EXERCISE DETAILS:
Convert every entry below into a JSON array of strings, one string per line, with blank lines omitted.

AVAILABLE DATA:
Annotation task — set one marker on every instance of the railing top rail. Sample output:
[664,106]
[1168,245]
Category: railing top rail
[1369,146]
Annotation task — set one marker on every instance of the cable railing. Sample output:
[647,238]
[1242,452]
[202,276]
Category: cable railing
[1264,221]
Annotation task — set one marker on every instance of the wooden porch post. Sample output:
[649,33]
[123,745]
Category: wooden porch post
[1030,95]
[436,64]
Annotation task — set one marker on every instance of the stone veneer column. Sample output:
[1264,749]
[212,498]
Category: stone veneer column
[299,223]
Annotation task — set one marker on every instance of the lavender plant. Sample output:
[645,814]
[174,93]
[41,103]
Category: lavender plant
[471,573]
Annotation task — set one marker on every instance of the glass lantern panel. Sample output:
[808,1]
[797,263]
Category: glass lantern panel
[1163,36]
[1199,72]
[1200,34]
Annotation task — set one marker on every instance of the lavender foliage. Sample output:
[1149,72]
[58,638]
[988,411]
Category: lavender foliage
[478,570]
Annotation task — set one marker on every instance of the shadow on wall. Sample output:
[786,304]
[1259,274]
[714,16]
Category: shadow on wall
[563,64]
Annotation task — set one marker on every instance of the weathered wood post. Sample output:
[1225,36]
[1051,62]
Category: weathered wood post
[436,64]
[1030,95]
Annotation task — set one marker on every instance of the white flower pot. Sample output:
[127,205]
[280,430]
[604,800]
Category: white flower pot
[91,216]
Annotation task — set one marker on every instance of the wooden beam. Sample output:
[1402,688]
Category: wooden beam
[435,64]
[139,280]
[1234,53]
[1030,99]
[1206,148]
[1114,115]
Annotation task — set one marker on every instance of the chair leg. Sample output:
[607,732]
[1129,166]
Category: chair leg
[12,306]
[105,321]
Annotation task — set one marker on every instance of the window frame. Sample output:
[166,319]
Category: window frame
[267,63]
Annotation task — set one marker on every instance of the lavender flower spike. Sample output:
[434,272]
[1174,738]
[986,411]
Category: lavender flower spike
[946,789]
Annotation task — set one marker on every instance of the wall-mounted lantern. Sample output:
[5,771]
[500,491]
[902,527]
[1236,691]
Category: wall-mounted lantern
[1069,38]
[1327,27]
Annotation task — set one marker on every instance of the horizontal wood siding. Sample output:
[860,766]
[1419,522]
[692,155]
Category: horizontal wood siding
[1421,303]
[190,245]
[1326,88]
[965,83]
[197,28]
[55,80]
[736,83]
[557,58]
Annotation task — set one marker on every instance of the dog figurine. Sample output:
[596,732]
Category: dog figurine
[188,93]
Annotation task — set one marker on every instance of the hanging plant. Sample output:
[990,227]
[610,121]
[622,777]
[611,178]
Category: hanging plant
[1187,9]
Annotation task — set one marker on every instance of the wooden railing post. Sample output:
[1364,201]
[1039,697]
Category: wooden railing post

EXPECTED ANSWER:
[
  "Annotation task — set one marker on every instance of the railing top rail. Sample output:",
  "[664,106]",
  "[1168,245]",
  "Category: railing top rail",
  "[1369,146]",
  "Annotation task — set one marker on every instance of the cable railing. Sample output:",
  "[647,238]",
  "[1242,452]",
  "[202,276]",
  "Category: cable railing",
  "[1264,221]",
  "Annotation task — set one marker on every instance of the wooden porch post. Sample output:",
  "[649,33]",
  "[123,745]",
  "Category: wooden porch post",
  "[1030,95]",
  "[436,64]",
  "Annotation task — set one marker on every instance of the stone veneer column. Sample output:",
  "[1264,749]",
  "[212,498]",
  "Category: stone veneer column",
  "[299,223]",
  "Annotation task — set one marker on every instance of the lavender plant. Sample output:",
  "[645,814]",
  "[174,93]",
  "[41,103]",
  "Category: lavender plant",
  "[471,573]",
  "Annotation task — set one marker on every instance of the glass lantern panel. Sample output:",
  "[808,1]",
  "[797,263]",
  "Category: glass lantern panel",
  "[1163,36]",
  "[1199,72]",
  "[1200,34]",
  "Annotation task — set one marker on every instance of the lavender foliage. Sample output:",
  "[1149,72]",
  "[58,638]",
  "[988,411]",
  "Category: lavender foliage",
  "[478,570]",
  "Annotation task — set one marker on every instance of the shadow on wall. Sample output:",
  "[786,304]",
  "[1259,274]",
  "[714,16]",
  "Category: shadow on wall",
  "[563,64]",
  "Annotation task — set one marker on every instance of the weathered wood post. Sample output:",
  "[1225,36]",
  "[1051,62]",
  "Category: weathered wood post",
  "[436,64]",
  "[1030,95]",
  "Annotation task — set one marker on every instance of the white flower pot. Sample output:",
  "[127,205]",
  "[280,430]",
  "[604,800]",
  "Category: white flower pot",
  "[91,216]",
  "Annotation task — set one marker on every instance of the wooden beam. Sample output:",
  "[1402,688]",
  "Category: wooden beam",
  "[435,64]",
  "[139,280]",
  "[1234,53]",
  "[1030,99]",
  "[1206,148]",
  "[1114,115]",
  "Annotation task — set one marker on every instance of the chair leg. Sample output:",
  "[607,732]",
  "[1129,166]",
  "Category: chair leg",
  "[12,306]",
  "[105,321]",
  "Annotation task — set one marker on every instance of the window frame. Sample output:",
  "[166,319]",
  "Category: window frame",
  "[267,63]",
  "Annotation task — set one marker on every instance of the lavender flower spike. Sample output:",
  "[434,272]",
  "[1174,738]",
  "[986,411]",
  "Category: lavender flower spike",
  "[946,789]",
  "Annotation task — set one marker on every instance of the wall-mounted lantern. Sample output:",
  "[5,771]",
  "[500,491]",
  "[902,527]",
  "[1236,691]",
  "Category: wall-mounted lantern",
  "[1069,38]",
  "[1327,27]",
  "Annotation task — set one marker on every instance of the horizontal wood siding. Sample output:",
  "[860,766]",
  "[1419,522]",
  "[692,155]",
  "Category: horizontal wood siding",
  "[1421,303]",
  "[190,245]",
  "[1326,88]",
  "[965,83]",
  "[197,28]",
  "[55,80]",
  "[736,83]",
  "[557,58]",
  "Annotation task — set one marker on every instance of the dog figurine. Sample output:",
  "[596,732]",
  "Category: dog figurine",
  "[188,93]",
  "Annotation task — set one marker on every instance of the hanging plant. Sample output:",
  "[990,227]",
  "[610,121]",
  "[622,777]",
  "[611,178]",
  "Category: hanging plant",
  "[1187,9]",
  "Annotation task — set one marker on every instance of the wooden railing post. Sample output:",
  "[1364,201]",
  "[1039,697]",
  "Category: wooden railing post"
]